— WHAT TO WORK ON —
Starting at the line that contains "Target: left hand" and continuing through the last line of the items, recast those lines as a numbered list, skipping any blank lines.

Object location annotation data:
· · · ·
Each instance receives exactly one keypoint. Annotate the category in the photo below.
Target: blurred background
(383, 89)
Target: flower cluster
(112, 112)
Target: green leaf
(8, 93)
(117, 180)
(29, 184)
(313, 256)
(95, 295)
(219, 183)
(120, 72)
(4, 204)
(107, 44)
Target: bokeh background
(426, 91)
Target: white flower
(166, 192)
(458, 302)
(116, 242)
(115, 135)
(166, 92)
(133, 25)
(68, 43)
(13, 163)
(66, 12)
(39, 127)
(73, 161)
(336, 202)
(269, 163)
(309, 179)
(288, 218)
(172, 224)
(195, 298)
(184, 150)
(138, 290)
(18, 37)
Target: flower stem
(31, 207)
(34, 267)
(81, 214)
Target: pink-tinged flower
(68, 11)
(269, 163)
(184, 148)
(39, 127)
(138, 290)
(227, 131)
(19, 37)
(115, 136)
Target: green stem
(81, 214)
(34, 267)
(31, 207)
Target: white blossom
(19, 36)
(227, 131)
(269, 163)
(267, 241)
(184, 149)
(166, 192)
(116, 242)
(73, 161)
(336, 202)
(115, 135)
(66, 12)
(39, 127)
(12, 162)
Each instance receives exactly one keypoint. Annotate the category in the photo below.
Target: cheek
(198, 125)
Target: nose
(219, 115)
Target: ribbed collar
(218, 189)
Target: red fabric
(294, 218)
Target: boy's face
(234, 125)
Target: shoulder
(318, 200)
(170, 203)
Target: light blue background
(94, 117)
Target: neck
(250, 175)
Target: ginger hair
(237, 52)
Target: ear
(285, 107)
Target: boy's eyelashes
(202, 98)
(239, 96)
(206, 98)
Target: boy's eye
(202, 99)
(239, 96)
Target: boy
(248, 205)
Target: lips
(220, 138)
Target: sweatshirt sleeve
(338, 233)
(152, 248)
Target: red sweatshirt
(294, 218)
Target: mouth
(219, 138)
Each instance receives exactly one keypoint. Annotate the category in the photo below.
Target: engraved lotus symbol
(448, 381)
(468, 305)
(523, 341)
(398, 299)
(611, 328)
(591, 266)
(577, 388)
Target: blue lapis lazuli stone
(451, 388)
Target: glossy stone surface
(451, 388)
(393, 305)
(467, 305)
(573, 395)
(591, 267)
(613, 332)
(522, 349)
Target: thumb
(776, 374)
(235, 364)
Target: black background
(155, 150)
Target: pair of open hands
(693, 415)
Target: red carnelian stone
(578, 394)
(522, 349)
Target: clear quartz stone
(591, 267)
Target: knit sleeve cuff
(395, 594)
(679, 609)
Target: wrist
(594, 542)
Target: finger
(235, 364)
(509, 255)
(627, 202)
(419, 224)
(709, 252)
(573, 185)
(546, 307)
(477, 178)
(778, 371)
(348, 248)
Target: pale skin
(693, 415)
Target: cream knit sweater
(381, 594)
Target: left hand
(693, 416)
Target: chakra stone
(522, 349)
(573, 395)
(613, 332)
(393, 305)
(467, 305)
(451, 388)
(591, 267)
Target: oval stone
· · · ·
— FINISHED TASK —
1. Target: left hand
2. (693, 416)
3. Target: chakra stone
4. (522, 349)
5. (573, 395)
6. (613, 332)
7. (393, 305)
8. (467, 305)
9. (451, 388)
10. (591, 267)
11. Target: oval stone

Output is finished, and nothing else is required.